## Given instruction:
Quote the aquarium stand cover post word for word, from "For example, 12" up to and including "during sleeping hours.".

## Supplied text:
____

# DIY: Aquarium Metal Two-Tier Stand Cover



## OneLastDecree (Nov 13, 2012)

So; a lot of members here have been very friendly and helpful with my new hobby.
I decided to take the time to post what I did for my metal stand. 

As I am in the midst of working on my sump, the sump and display tank will be alternating lights throughout a 24 hour span.
For example, 12 AM to 12 PM - Sump will have lights on; 12 PM to 12 AM - Display will have the lights on. 

As the tank is in my room; I had to have a way to isolate the light coming from the sump during sleeping hours. 

Therefore, I went and built a cover for the stand to make it look like a cabinet.

I will upload pictures when I get back from work. 

The things you need:

Particle board. 
Veneer.
Iron.
Corner Braces.
Hobby Knife.
Screws.
Drivers.
Magnetic Strip.

Cost: 
Around $30.00 @ Home Depot.

The finished product pictures are actually posted in my journal thread. 
If you would like to know how it looks. 

Directions:
Just measure out the peices needed. 
Two for the sides; One for the Top; One for the bottom.

____

## Information provided:

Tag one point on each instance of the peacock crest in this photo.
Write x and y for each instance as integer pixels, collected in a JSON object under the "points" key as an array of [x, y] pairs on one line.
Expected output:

____

## Answer in full:
For example, 12 AM to 12 PM - Sump will have lights on; 12 PM to 12 AM - Display will have the lights on. 

As the tank is in my room; I had to have a way to isolate the light coming from the sump during sleeping hours.